··· Exercise materials

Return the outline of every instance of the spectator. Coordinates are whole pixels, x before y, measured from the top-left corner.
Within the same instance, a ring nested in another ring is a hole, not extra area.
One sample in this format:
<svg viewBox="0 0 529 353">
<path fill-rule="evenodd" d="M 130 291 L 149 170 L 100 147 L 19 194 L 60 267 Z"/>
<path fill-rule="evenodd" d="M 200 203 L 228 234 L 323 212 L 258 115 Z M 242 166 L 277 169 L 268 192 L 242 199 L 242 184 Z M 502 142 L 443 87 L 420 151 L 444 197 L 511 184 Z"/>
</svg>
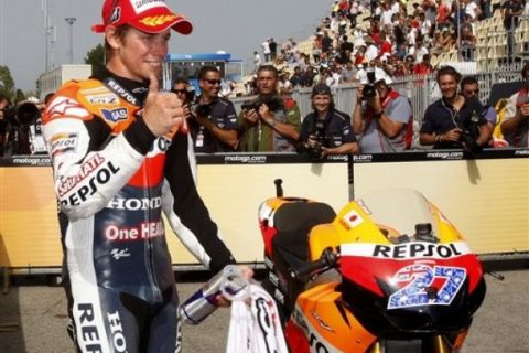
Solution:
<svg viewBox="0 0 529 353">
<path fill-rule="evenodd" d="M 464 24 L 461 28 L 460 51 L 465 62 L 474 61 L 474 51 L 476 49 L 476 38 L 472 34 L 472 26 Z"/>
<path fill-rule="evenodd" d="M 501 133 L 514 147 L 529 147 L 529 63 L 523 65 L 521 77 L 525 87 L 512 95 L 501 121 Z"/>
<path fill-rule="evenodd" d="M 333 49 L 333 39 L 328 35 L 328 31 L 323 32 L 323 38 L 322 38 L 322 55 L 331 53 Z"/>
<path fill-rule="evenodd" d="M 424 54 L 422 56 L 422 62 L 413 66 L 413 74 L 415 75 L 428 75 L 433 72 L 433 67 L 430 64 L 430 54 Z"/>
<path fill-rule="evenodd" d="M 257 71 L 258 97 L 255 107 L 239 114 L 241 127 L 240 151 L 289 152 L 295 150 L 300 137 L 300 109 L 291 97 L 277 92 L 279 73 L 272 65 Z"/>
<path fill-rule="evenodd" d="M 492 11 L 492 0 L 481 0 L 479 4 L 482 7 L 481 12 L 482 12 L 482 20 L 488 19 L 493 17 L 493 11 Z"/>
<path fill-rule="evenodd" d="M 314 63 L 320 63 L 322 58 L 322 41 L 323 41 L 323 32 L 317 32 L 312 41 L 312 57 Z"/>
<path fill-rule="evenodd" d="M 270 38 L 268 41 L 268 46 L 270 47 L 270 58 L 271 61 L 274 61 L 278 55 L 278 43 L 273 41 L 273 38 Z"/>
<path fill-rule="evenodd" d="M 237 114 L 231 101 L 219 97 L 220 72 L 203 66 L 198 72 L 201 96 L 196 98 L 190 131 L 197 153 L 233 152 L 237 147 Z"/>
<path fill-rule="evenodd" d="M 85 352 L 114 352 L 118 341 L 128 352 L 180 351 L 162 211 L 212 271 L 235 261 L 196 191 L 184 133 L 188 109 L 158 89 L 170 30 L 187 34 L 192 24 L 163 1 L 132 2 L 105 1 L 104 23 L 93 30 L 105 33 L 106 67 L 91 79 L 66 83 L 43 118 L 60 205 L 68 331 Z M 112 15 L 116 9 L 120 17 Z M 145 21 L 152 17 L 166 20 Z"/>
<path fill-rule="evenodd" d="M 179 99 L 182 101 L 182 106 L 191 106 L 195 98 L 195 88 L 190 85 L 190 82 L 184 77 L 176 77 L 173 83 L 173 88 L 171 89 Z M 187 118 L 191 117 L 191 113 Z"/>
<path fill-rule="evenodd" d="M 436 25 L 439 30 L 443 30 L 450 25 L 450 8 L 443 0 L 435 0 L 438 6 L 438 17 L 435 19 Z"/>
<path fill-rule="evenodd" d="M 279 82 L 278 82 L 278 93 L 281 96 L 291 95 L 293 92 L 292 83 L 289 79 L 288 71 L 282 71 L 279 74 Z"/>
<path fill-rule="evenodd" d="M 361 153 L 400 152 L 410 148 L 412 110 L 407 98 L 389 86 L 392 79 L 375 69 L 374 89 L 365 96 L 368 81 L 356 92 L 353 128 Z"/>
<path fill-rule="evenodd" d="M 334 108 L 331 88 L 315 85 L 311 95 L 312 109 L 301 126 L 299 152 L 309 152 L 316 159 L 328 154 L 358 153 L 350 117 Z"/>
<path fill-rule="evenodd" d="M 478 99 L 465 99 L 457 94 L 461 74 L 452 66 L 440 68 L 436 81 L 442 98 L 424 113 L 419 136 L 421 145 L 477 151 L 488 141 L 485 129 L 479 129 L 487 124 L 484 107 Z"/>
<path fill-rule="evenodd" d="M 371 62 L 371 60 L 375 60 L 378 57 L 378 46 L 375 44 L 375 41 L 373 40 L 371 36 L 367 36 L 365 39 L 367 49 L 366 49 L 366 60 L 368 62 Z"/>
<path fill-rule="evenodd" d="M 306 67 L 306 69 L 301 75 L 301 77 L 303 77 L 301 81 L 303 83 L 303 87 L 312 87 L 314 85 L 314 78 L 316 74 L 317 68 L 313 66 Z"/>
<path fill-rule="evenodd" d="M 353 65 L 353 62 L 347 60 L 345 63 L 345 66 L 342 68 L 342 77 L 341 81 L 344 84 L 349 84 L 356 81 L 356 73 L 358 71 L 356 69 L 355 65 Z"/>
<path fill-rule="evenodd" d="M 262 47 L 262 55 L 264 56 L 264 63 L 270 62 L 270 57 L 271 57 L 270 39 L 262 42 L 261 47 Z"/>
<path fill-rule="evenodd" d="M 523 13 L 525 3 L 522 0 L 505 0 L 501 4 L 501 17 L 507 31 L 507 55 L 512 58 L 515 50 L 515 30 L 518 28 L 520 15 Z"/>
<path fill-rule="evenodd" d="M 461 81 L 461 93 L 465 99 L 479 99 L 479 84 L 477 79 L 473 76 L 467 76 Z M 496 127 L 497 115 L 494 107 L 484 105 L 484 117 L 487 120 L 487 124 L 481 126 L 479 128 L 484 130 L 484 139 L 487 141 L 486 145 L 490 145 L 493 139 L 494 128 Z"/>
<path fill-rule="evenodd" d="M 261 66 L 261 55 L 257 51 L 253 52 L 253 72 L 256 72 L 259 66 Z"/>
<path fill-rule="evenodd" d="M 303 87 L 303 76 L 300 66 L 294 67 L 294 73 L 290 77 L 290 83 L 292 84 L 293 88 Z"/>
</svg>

······
··· Exercise materials

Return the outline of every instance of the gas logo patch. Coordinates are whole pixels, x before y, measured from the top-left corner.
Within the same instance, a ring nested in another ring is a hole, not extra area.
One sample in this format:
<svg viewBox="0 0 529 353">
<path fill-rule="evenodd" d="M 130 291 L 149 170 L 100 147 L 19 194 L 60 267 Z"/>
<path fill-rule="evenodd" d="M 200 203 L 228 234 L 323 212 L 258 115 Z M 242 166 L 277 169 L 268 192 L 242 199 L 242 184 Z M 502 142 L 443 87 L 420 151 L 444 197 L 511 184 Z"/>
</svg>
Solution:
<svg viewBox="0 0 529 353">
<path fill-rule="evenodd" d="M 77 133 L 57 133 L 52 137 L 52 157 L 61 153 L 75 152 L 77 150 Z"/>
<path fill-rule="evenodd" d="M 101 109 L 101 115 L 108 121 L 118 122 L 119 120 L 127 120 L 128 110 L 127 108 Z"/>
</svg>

······
··· Exercise materials

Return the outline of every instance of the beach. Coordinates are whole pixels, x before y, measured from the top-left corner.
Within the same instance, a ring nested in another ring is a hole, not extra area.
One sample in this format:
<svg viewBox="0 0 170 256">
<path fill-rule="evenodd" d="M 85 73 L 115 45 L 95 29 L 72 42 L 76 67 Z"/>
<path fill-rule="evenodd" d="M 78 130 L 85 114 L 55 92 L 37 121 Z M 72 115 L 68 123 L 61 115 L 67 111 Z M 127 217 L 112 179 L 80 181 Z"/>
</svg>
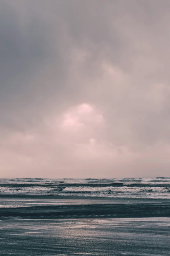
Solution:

······

Arrange the part of the items that opens with the line containing "Return the outline of every instance of the spectator." and closes with the line containing "501 133 L 514" as a numbered list. Skip blank lines and leave the pictures out.

:: Output of the exercise ::
1. Return the outline of every instance of the spectator. Coordinates are whole pixels, x before y, measured from the top-left corner.
2. Within the same instance, a ring nested in another ring is a hole, not extra area.
3. One sample in this format:
4. <svg viewBox="0 0 529 353">
5. <path fill-rule="evenodd" d="M 130 291 L 149 170 L 100 147 L 19 194 L 60 267 Z"/>
6. <path fill-rule="evenodd" d="M 200 203 L 228 234 L 323 212 L 258 115 Z M 242 166 L 277 169 L 268 192 L 242 199 L 242 184 Z M 502 142 L 443 87 L 420 151 L 444 197 L 511 184 Z"/>
7. </svg>
8. Solution:
9. <svg viewBox="0 0 529 353">
10. <path fill-rule="evenodd" d="M 464 24 L 461 28 L 460 51 L 465 62 L 474 61 L 474 51 L 476 49 L 476 38 L 472 34 L 472 26 Z"/>
11. <path fill-rule="evenodd" d="M 501 133 L 514 147 L 529 147 L 529 63 L 523 65 L 521 77 L 525 87 L 512 95 L 501 121 Z"/>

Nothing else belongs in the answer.